### TAREFAS A REALIZAR
**a.** Resuma o parágrafo do texto sobre a criação do homem que começa com "No mesmo instante" e preserve os fatos principais.
**b.** Prossiga com o texto sobre a criação do homem a partir do ponto em que ele termina.

Ninti abençoou o novo ser e apresentou-o a Ea. Alguns selos mostram uma deusa, flanqueada pela Árvore da Vida e frascos de laboratório, segurando um ser que acabou de nascer.
O ser assim produzido e que, nos textos mesopotâmicos, é repetidamente descrito como um "homem modelo" ou o "molde", era aparentemente a criatura certa, uma vez que depois de sua criação os deuses pediram duplicatas. Este detalhe aparentemente insignificante lança, contudo, luz não só sobre o processo pelo qual a humanidade foi "criada", mas também sobre a informação conflitante contida na Bíblia.
De acordo com o capítulo I do Gênesis:
Elohim criou o Adão à Sua imagem
À imagem de Elohim
Ele o criou.
Masculino e feminino
Ele os criou.
O capítulo V, que é chamado o livro das Genealogias de Adão, declara que:
No dia em que Elohim criou Adão,
À semelhança de Elohim
Ele o fez. Masculino e feminino
Ele os criou.
E Ele abençoou-os, e chamou-os “Adão"
No próprio dia de sua criação.
No mesmo instante, é-nos dito que a divindade criou à sua semelhança e imagem apenas um único ser, "o Adão", e, numa aparente contradição, que tanto um macho como uma fêmea foram criados simultaneamente. A contradição parece ser mais aguda ainda no capítulo II do Gênesis, que relata especificamente que o Adão esteve só durante um tempo até que a divindade o fez dormir e criou uma mulher de sua costela.

### ITENS LISTADOS

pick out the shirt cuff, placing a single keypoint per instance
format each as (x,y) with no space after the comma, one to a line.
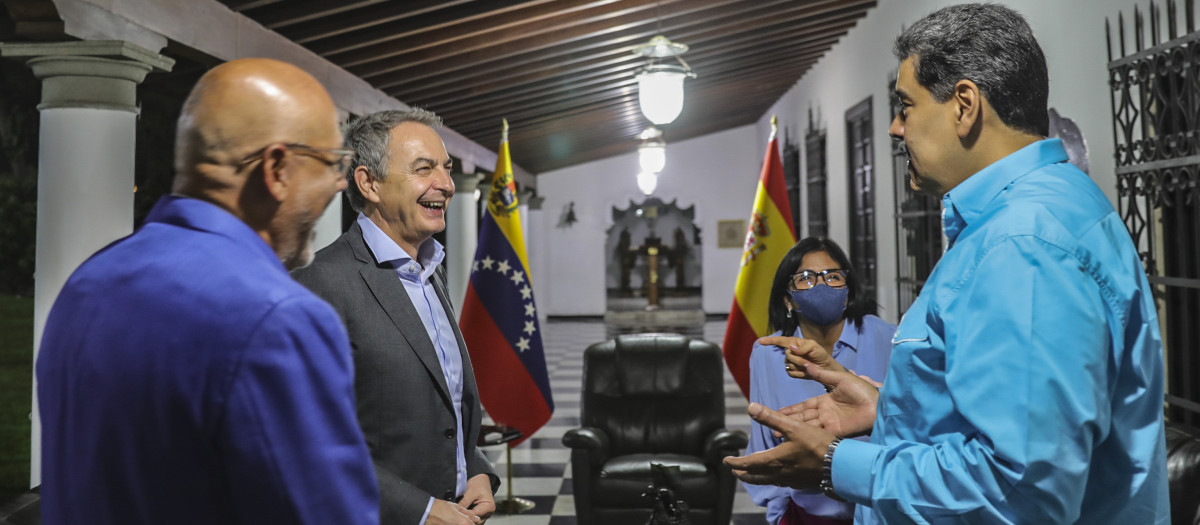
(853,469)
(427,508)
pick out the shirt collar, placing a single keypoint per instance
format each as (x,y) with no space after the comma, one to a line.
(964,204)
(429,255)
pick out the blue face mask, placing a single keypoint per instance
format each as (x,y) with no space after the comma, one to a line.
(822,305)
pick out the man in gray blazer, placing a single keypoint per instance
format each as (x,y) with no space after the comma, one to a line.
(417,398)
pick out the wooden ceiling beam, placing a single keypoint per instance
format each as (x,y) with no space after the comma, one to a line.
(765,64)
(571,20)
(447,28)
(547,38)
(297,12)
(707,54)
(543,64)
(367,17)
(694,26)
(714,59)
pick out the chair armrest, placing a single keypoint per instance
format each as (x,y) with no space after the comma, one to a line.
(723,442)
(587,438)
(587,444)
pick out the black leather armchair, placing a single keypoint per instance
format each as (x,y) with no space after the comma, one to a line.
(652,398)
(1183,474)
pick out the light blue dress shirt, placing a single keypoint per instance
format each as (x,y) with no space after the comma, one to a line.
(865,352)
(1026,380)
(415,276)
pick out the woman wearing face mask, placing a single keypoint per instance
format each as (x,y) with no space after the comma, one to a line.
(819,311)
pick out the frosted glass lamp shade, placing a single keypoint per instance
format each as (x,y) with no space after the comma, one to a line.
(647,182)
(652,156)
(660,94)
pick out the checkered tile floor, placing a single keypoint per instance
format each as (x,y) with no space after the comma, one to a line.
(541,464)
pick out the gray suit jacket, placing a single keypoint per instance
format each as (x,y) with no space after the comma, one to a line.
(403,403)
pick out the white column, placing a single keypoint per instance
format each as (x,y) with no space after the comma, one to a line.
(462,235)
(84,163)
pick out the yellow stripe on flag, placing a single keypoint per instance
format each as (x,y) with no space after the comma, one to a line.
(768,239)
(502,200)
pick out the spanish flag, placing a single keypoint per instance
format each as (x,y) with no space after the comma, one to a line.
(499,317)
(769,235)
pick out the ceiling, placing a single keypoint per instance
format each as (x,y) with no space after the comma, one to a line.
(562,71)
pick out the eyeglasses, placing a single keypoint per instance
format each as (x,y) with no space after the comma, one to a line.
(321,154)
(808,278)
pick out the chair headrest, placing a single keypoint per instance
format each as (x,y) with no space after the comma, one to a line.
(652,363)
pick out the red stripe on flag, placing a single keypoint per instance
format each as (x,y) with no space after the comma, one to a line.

### RESPOSTAS FORNECIDAS
**a.** Afirma-se que a divindade criou à sua imagem e semelhança um único ser, "o Adão", e, em aparente contradição, que um macho e uma fêmea foram criados ao mesmo tempo. No capítulo II do Gênesis, a contradição fica ainda mais aguda. Ali, o Adão permanece só durante algum tempo, até que a divindade o faz dormir e cria uma mulher de sua costela.

**b.**
A contradição, que tem confundido de igual modo estudiosos e teólogos, desaparece logo que percebemos que os textos bíblicos eram uma condensação das fontes sumérias originais. Estas fontes informam-nos que, depois de terem tentado criar um trabalhador primitivo pela "mistura" de macacos-homens com animais, os deuses concluíram que a única mistura que poderia dar resultado seria a fusão de macacos-homens com os próprios Nefilim. Depois de várias tentativas frustradas, um "modelo" - Adapa/Adão - foi feito. A princípio havia apenas um único Adão.
Depois do Adapa/Adão ter provado ser a criatura certa, ele foi usado como modelo genético ou "molde" para a criação de duplicatas, e essas duplicatas não eram só masculinas, como também femininas. Como mostramos anteriormente, a "costela" a partir da qual a mulher foi criada constitui um jogo de palavras com o sumério TI ("costela" e "vida"), confirmando que Eva foi feita da "essência vital" de Adão.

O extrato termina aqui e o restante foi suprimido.